What to do
Begin at the first of the Records and stop after the line that contains "89, 207, 97, 219". Write those lines out again, requests included, adding 74 to every bounding-box coordinate.

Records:
——————————

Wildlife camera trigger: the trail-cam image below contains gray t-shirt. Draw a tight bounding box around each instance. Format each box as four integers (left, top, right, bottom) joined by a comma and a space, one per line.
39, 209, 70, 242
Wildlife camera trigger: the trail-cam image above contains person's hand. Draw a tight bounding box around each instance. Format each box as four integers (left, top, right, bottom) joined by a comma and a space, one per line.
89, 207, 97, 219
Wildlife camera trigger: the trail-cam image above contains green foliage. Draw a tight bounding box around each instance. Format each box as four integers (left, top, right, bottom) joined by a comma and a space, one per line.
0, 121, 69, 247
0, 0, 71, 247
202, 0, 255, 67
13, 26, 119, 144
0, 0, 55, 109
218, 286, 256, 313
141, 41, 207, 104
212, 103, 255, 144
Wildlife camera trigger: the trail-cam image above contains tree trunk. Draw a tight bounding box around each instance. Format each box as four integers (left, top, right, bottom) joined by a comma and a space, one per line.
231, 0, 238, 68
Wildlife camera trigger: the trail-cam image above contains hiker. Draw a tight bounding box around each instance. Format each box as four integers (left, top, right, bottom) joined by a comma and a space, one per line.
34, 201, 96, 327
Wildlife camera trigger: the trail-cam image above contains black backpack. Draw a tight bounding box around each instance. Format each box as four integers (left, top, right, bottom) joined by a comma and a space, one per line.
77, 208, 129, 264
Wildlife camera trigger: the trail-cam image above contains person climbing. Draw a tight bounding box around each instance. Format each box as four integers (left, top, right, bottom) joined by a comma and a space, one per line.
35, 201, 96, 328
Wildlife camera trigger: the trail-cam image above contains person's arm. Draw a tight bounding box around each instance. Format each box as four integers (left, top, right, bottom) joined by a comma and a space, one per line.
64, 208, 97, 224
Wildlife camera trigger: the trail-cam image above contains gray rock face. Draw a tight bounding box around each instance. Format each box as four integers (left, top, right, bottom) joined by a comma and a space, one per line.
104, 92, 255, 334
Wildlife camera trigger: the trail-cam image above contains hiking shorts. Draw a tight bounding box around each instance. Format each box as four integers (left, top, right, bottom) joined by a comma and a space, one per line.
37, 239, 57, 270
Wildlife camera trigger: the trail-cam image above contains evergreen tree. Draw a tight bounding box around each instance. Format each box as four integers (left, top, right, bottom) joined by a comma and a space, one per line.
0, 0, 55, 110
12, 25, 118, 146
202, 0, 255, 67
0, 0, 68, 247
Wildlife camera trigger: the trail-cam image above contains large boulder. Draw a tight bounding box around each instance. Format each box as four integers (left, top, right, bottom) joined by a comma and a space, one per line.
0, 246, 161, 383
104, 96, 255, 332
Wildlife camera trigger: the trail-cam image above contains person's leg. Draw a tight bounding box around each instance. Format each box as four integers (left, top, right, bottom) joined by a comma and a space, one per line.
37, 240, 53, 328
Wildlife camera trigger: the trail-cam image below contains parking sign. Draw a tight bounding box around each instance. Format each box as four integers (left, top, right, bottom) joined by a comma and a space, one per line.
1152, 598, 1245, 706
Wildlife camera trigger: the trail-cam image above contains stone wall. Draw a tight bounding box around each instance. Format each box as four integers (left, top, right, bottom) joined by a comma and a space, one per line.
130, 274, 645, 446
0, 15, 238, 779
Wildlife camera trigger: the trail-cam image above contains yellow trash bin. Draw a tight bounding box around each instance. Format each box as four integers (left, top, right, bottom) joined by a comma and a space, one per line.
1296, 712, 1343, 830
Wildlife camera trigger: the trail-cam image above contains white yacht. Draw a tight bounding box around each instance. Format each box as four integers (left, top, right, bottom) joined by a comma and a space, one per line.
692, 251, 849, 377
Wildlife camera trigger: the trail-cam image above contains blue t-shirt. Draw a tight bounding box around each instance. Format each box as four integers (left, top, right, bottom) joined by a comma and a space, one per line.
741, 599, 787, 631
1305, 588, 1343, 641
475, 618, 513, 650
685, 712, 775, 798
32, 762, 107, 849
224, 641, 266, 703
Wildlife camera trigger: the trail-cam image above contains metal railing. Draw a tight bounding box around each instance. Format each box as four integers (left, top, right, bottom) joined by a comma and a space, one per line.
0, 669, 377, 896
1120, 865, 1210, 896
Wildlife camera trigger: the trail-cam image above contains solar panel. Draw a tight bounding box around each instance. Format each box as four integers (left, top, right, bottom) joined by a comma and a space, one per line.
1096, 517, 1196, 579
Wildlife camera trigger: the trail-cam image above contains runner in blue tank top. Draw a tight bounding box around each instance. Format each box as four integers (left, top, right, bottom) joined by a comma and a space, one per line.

——————————

Exercise answer
Wildlife camera trigger: the trail-cam image below contains gray t-shirt. Draw a tight bounding box around each instance. Format each box as four integers (left, top, right, bottom) joined by a comma and a space, one per line.
113, 283, 144, 316
Wildlife camera trigger: the trail-cam image above contains person's hand. Draw a tight bounding box around each instance. Format each box as four integers (left, top, right, bottom) joined by a comma and a space, one per line.
163, 281, 171, 293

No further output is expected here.